JOB >> Retype the items character for character, from the first line through the line containing "point(101, 198)", including both ends. Leave the pictures out of your answer.

EXTRACTED INFORMATION >>
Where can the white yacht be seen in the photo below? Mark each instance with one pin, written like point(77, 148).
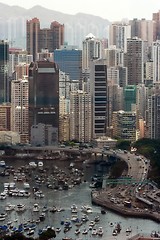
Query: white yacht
point(36, 207)
point(9, 207)
point(40, 164)
point(20, 207)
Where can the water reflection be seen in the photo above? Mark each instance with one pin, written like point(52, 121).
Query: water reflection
point(80, 195)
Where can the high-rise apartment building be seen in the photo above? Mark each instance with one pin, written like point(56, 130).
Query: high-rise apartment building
point(135, 59)
point(129, 97)
point(44, 94)
point(69, 60)
point(80, 116)
point(154, 116)
point(99, 94)
point(118, 34)
point(5, 117)
point(156, 61)
point(113, 56)
point(92, 49)
point(4, 78)
point(143, 29)
point(19, 109)
point(21, 70)
point(48, 38)
point(124, 125)
point(22, 59)
point(156, 19)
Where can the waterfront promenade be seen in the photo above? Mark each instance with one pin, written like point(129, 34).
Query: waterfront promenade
point(101, 198)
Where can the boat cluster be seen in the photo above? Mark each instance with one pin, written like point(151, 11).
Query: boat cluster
point(80, 220)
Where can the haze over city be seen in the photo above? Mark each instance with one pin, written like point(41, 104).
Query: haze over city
point(114, 10)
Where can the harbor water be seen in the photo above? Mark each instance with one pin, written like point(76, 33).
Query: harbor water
point(79, 195)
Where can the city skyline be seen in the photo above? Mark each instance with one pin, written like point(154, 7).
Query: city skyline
point(112, 10)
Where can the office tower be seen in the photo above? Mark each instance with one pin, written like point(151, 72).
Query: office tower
point(91, 50)
point(19, 109)
point(4, 78)
point(48, 38)
point(124, 125)
point(99, 94)
point(69, 60)
point(129, 97)
point(141, 100)
point(80, 116)
point(118, 34)
point(148, 73)
point(156, 61)
point(16, 57)
point(32, 41)
point(45, 54)
point(143, 29)
point(64, 106)
point(117, 75)
point(135, 59)
point(44, 94)
point(113, 56)
point(156, 19)
point(21, 70)
point(154, 116)
point(5, 117)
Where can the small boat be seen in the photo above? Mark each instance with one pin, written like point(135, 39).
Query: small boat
point(36, 207)
point(58, 229)
point(2, 163)
point(42, 216)
point(66, 238)
point(77, 231)
point(94, 231)
point(40, 164)
point(111, 224)
point(20, 207)
point(100, 231)
point(129, 230)
point(97, 218)
point(103, 211)
point(114, 233)
point(30, 232)
point(85, 231)
point(9, 207)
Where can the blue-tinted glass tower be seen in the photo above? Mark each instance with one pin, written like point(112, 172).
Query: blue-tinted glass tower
point(69, 60)
point(4, 80)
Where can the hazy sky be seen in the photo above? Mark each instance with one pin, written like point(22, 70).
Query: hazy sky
point(109, 9)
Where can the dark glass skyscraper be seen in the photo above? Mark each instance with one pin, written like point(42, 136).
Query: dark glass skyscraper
point(43, 93)
point(4, 80)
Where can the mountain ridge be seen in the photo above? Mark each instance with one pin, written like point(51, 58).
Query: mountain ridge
point(77, 26)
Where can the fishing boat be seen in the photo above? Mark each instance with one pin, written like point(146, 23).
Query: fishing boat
point(20, 207)
point(36, 207)
point(100, 231)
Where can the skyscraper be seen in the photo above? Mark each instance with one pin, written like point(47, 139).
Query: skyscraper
point(118, 34)
point(19, 110)
point(129, 97)
point(99, 96)
point(80, 116)
point(156, 61)
point(69, 60)
point(154, 116)
point(135, 59)
point(43, 94)
point(48, 38)
point(92, 49)
point(32, 41)
point(4, 67)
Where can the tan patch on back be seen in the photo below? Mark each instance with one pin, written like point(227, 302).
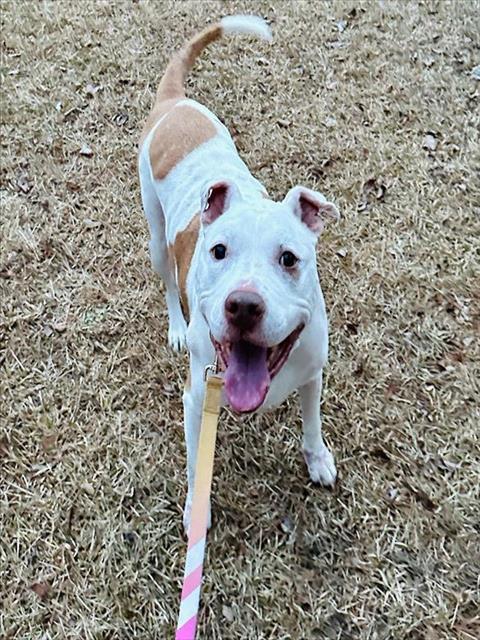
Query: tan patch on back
point(159, 109)
point(180, 132)
point(182, 254)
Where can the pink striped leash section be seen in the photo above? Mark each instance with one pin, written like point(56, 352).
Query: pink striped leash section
point(192, 581)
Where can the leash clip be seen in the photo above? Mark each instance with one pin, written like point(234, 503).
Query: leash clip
point(211, 369)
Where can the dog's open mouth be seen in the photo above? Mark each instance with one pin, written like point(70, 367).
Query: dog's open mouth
point(250, 368)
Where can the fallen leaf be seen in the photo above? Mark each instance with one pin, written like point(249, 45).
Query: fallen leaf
point(476, 72)
point(429, 142)
point(227, 613)
point(41, 589)
point(23, 183)
point(91, 89)
point(391, 494)
point(88, 488)
point(91, 224)
point(120, 119)
point(286, 524)
point(86, 151)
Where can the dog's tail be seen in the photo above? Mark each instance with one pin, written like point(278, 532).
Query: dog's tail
point(173, 81)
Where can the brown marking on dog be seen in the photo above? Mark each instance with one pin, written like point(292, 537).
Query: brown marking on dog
point(182, 250)
point(172, 85)
point(182, 130)
point(159, 109)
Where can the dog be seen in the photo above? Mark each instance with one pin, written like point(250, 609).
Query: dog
point(239, 269)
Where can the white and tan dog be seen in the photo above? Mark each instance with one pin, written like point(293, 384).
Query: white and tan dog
point(239, 266)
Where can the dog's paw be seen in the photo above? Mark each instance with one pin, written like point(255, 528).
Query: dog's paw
point(321, 467)
point(187, 512)
point(177, 335)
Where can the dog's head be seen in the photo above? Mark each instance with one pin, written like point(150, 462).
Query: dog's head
point(257, 281)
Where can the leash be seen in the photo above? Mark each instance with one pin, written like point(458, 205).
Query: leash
point(197, 533)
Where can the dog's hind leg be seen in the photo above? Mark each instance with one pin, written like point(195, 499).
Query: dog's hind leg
point(177, 327)
point(320, 461)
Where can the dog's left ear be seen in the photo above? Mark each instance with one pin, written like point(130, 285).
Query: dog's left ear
point(216, 199)
point(312, 208)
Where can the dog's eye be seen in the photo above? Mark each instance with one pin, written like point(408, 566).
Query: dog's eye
point(219, 251)
point(288, 259)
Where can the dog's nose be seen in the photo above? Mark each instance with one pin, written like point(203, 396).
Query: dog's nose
point(244, 309)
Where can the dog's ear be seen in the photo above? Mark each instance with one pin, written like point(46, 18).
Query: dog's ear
point(312, 208)
point(216, 199)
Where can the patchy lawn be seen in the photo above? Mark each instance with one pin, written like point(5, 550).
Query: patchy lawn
point(375, 105)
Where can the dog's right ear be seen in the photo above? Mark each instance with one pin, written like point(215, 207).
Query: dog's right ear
point(216, 200)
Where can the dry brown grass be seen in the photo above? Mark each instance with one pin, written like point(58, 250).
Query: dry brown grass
point(92, 454)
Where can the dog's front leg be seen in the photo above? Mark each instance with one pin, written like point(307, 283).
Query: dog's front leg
point(192, 407)
point(320, 461)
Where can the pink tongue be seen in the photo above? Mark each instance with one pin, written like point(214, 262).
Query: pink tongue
point(247, 378)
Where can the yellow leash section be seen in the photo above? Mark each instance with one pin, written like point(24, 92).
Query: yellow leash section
point(192, 580)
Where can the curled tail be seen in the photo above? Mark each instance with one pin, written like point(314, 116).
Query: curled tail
point(173, 81)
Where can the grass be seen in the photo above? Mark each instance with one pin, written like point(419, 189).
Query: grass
point(375, 105)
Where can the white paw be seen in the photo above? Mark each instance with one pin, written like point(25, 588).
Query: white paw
point(177, 335)
point(321, 467)
point(187, 512)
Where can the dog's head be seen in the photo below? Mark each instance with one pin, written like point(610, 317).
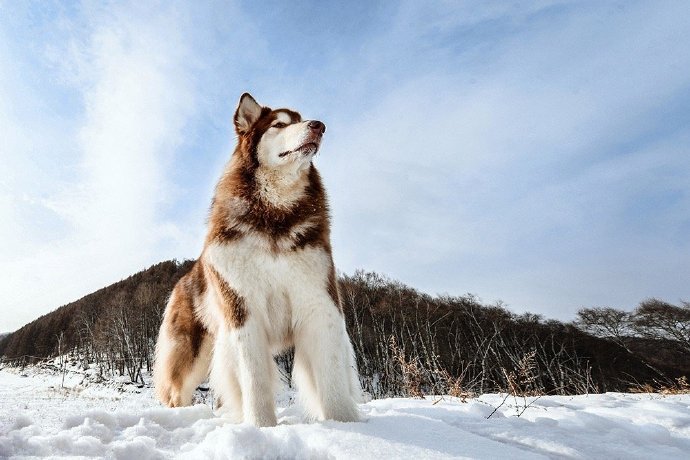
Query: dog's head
point(276, 139)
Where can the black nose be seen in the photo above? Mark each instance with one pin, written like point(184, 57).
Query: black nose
point(316, 125)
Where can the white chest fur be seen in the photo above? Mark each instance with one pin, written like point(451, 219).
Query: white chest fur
point(279, 289)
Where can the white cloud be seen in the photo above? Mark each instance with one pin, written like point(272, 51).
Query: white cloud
point(138, 94)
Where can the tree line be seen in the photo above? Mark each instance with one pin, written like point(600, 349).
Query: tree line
point(406, 342)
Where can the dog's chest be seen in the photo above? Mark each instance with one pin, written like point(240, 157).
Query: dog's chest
point(275, 285)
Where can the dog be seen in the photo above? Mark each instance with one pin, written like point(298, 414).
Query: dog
point(265, 282)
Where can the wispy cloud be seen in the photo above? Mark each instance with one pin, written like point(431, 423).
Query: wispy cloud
point(535, 154)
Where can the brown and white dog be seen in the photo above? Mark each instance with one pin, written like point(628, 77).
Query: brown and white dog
point(265, 281)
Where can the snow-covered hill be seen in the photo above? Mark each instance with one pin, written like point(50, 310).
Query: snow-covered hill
point(40, 418)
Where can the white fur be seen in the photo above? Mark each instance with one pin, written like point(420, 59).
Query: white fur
point(287, 300)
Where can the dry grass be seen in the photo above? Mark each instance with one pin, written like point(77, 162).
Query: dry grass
point(680, 387)
point(411, 370)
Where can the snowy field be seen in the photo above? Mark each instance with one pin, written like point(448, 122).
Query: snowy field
point(40, 418)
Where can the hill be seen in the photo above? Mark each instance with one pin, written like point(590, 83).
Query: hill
point(407, 342)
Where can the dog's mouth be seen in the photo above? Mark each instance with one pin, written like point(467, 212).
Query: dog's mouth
point(305, 149)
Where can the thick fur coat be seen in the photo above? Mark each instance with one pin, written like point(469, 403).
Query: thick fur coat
point(265, 281)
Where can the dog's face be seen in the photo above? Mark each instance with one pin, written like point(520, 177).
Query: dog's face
point(279, 139)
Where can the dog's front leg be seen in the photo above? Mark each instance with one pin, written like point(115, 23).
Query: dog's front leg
point(255, 371)
point(324, 369)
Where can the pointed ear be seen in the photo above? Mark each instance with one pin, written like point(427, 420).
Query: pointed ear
point(248, 111)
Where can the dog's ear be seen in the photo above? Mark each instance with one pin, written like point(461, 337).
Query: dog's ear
point(248, 111)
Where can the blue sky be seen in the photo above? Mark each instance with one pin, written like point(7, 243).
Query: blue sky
point(536, 152)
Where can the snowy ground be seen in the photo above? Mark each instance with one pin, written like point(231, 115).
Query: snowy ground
point(39, 418)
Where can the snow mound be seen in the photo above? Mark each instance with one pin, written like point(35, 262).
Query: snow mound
point(38, 419)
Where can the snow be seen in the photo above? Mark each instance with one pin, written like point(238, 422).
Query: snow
point(41, 418)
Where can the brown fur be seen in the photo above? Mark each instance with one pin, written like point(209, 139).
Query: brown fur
point(233, 304)
point(237, 210)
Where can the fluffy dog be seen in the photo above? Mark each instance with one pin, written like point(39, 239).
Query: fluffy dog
point(265, 281)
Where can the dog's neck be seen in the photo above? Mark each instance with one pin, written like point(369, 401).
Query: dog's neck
point(284, 187)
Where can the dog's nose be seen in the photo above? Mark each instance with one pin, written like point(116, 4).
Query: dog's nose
point(317, 126)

SOLUTION FOR THIS PROBLEM >>
Where can the white yacht be seen in the photo below? Mark each instance with one pin, written like point(77, 148).
Query: white yacht
point(36, 207)
point(9, 207)
point(40, 164)
point(20, 207)
Where can the water reflection be seen in the photo above? Mark each instance with one pin, written like point(52, 121).
Query: water reflection
point(80, 195)
Where can the high-rise apartment building be seen in the photo above? Mark each instance with one pin, written like point(56, 130).
Query: high-rise apartment building
point(135, 59)
point(129, 97)
point(44, 94)
point(69, 60)
point(80, 116)
point(154, 116)
point(99, 94)
point(118, 34)
point(5, 117)
point(156, 61)
point(113, 56)
point(92, 49)
point(4, 78)
point(143, 29)
point(19, 109)
point(21, 70)
point(48, 38)
point(124, 125)
point(22, 59)
point(156, 19)
Where can the waterfront promenade be seen in the photo above? Mark each instance with one pin, written like point(129, 34).
Query: waterfront promenade
point(101, 198)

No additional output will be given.